A Little Hindsight on this December Morning

As a teacher, there were more times than I care to admit that I felt I wasn’t enough.  

There were times I felt I wasn’t making a difference.

There were times I questioned why I was even teaching.

There were times I just felt less than.

You know—not as good as. 

Like I should be doing more. 

Like I should be exactly like other teachers I admired. 

And it seemed everywhere I looked, I was reminded of everything I should be, but wasn’t.

(Thank you Twitter. Much obliged.)

But now, thanks to a little thing called hindsight, I’m feeling better. 

I get it.

As an ELA teacher, I usually wrote with my students. If I expected them to write in a certain genre, I felt the need to have that experience for myself.

Occasionally, I would share my writing with my students, as I felt it important to remind myself of how it felt to share my thoughts and feelings with an audience.

I needed to feel the butterflies in my stomach.

I needed to hear the blood pounding in my ears.

I needed to feel alone when in a room of people.

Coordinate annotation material
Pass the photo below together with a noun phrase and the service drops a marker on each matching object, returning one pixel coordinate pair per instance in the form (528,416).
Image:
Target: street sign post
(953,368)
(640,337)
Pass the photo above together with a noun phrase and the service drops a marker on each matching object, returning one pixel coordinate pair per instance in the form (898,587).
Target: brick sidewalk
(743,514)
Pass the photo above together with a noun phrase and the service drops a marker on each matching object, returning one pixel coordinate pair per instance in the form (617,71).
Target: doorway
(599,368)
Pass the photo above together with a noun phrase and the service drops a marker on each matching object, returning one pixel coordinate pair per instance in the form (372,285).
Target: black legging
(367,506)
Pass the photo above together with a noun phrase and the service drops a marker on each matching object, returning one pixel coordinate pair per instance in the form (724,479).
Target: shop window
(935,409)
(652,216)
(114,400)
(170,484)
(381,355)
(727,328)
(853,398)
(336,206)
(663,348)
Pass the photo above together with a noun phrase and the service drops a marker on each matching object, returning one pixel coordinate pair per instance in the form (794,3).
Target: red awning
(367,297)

...

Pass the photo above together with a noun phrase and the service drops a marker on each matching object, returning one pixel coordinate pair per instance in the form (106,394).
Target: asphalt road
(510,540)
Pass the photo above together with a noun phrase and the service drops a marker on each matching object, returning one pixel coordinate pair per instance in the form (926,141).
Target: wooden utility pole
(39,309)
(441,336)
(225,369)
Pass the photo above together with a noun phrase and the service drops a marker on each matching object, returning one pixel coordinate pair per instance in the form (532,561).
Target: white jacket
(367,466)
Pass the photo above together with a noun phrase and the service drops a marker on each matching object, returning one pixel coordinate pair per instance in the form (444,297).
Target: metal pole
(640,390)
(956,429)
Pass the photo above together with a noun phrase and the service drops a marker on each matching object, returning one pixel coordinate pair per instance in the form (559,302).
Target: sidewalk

...

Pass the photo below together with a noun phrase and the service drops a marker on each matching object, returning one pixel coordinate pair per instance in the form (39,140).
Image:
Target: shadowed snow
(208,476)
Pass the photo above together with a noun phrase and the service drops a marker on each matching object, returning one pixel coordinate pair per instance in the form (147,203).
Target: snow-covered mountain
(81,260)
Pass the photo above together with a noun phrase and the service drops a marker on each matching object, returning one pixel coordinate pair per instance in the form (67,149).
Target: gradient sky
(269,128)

◆ Set tasks
A - In the teaching reflection, what subject did the author teach?
B - List every sensation or feeling the teaching reflection says the author needed to experience when sharing writing with students.
C - Rewrite the teaching reflection starting at "Like I should be doing" and ending at "Twitter. Much obliged.)", changing "Twitter" to "social media".

◆ Expected responses
A - ELA.

B -
- Feeling the butterflies in the stomach
- Hearing the blood pounding in the ears
- Feeling alone when in a room of people

C -
Like I should be doing more. 

Like I should be exactly like other teachers I admired. 

And it seemed everywhere I looked, I was reminded of everything I should be, but wasn’t.

(Thank you social media. Much obliged.)